- _EXERCISE REQUIREMENTS_
Please duplicate, without any change, the rows below from the first line through the line containing "667 125 L 682", inclusive.

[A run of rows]
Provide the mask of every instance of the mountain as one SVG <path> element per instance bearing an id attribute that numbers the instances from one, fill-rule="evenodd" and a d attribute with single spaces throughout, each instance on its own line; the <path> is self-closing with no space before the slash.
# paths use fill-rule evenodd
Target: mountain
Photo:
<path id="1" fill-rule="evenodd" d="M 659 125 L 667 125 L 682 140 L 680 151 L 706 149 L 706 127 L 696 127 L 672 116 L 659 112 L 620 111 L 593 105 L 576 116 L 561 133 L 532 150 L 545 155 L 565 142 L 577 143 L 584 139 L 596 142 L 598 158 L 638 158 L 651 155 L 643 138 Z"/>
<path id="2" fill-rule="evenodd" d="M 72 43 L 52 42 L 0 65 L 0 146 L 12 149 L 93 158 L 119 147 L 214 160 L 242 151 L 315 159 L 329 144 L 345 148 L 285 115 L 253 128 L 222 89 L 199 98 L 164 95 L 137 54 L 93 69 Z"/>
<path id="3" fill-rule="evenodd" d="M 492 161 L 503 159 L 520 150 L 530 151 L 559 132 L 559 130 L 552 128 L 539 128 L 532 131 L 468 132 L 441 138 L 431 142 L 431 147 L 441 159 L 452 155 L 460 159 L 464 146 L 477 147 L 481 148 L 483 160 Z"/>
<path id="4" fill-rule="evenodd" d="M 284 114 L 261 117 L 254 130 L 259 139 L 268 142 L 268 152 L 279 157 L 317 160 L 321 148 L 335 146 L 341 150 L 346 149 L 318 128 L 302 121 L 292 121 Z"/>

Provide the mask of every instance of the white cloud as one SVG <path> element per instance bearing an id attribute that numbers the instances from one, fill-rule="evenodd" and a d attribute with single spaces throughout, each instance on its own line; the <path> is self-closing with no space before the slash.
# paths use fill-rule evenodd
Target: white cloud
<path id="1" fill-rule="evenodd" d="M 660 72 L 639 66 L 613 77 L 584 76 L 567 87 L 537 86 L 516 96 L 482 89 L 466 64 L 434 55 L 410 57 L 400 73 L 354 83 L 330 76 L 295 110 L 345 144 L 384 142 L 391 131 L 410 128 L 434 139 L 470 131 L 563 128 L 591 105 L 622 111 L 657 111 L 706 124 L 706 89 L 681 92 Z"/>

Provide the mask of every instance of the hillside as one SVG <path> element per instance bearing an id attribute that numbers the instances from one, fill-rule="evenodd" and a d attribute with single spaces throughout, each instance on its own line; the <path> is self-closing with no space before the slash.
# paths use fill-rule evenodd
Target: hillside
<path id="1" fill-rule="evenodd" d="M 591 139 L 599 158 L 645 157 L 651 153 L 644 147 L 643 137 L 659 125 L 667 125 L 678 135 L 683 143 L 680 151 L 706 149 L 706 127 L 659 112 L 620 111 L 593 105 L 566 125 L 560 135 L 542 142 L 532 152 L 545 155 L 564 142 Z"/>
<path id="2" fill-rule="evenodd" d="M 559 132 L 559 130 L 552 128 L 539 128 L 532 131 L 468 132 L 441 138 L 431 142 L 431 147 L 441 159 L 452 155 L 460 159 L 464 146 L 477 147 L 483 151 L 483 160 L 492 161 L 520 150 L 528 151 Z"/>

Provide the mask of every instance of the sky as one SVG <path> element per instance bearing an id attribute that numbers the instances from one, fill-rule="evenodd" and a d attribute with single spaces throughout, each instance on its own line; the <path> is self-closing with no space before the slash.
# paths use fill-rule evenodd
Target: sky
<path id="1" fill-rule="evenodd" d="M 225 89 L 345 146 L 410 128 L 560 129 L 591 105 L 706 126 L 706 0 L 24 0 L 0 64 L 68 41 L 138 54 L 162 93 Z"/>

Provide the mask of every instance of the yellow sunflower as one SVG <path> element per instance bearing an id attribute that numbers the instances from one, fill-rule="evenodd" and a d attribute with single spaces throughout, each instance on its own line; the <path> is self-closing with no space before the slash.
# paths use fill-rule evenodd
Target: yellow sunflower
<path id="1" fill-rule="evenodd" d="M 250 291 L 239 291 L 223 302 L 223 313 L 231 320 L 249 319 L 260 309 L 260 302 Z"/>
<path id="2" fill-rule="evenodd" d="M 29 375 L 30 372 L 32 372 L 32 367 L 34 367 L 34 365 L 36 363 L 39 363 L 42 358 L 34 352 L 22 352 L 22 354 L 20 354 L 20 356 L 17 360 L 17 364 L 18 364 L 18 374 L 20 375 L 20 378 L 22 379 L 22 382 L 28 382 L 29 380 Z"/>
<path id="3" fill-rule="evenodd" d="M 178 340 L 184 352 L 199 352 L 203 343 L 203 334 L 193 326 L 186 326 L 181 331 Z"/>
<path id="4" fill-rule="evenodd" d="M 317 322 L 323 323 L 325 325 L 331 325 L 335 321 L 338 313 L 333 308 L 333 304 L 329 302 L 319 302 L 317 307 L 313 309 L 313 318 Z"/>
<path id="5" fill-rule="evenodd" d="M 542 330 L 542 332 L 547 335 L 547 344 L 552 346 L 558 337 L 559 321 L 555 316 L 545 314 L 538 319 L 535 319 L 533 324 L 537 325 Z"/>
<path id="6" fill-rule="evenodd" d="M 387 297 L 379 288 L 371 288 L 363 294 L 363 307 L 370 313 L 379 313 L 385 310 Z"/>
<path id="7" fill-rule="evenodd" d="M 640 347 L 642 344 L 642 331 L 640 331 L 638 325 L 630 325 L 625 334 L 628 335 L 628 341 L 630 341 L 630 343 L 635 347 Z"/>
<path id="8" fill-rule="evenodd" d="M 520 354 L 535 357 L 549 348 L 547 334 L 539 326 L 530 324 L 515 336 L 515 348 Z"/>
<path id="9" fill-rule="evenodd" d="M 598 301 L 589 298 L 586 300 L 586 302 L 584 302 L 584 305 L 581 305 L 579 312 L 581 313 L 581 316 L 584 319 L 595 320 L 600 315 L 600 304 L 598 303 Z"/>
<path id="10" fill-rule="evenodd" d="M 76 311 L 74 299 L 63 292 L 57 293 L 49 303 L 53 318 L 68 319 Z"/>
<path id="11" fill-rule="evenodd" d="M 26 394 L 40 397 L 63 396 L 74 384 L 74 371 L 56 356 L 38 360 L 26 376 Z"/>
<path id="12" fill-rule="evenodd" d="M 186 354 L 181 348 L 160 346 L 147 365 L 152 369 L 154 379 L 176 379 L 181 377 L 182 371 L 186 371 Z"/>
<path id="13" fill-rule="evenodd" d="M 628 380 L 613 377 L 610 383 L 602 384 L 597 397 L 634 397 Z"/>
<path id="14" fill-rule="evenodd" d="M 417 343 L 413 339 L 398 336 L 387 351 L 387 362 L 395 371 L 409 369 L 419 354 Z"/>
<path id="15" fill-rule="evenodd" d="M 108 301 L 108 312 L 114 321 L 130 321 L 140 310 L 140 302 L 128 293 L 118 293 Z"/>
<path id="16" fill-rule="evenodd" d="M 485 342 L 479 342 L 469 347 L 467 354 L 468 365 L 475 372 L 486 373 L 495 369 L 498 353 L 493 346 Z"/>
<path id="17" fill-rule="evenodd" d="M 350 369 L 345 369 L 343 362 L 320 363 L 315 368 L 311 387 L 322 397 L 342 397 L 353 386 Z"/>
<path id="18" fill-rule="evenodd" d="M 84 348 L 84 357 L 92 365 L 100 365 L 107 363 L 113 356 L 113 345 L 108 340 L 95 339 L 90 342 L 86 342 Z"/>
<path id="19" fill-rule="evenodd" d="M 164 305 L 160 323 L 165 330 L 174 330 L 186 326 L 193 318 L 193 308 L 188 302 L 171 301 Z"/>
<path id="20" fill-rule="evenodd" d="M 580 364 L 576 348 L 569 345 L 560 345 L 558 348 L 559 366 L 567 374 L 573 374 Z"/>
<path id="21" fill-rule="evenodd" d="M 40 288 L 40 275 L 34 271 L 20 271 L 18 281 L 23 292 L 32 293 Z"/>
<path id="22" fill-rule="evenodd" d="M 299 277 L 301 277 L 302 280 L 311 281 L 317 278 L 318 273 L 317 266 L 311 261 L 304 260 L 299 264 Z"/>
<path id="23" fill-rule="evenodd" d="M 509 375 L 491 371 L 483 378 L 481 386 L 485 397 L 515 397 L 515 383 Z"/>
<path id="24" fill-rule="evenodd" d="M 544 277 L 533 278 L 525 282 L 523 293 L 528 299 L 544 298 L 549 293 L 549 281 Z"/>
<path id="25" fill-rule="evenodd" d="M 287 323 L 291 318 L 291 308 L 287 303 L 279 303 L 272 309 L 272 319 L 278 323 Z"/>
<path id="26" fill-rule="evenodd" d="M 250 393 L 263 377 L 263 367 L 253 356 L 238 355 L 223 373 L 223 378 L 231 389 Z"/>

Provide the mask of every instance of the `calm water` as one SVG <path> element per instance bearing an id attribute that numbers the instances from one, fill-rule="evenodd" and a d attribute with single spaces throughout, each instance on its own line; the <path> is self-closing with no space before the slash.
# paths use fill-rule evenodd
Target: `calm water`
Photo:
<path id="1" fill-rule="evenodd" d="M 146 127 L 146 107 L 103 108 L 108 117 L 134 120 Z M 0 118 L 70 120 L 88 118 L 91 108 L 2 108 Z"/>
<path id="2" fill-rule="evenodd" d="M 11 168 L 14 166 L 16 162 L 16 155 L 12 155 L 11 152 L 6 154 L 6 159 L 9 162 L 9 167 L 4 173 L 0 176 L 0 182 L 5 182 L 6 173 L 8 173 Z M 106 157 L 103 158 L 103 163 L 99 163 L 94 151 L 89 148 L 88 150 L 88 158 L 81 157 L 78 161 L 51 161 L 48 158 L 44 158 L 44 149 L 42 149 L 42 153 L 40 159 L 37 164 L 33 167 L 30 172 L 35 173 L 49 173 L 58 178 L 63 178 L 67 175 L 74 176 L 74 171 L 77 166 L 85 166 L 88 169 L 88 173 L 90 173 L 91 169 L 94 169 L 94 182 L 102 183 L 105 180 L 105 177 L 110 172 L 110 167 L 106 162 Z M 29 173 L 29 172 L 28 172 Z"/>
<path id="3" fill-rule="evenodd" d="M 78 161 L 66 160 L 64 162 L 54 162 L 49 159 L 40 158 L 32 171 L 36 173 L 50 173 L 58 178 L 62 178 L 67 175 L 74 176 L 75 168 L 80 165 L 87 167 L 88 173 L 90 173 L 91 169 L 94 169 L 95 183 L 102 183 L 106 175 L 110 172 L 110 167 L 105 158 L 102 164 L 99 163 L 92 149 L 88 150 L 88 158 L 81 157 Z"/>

- _SOLVED PROBLEM_
Provide the mask of every instance of the mountain as one SVG <path> element per instance bearing an id attribute that numbers the instances from one, fill-rule="evenodd" and a d attribute with single spaces throughout, each instance on its own line; the <path> is self-closing with no space before the slash.
# paths use fill-rule evenodd
Target: mountain
Photo:
<path id="1" fill-rule="evenodd" d="M 659 125 L 667 125 L 682 140 L 680 151 L 706 149 L 706 127 L 696 127 L 672 116 L 659 112 L 620 111 L 593 105 L 576 116 L 561 133 L 532 150 L 545 155 L 565 142 L 577 143 L 584 139 L 596 142 L 598 158 L 638 158 L 651 155 L 643 138 Z"/>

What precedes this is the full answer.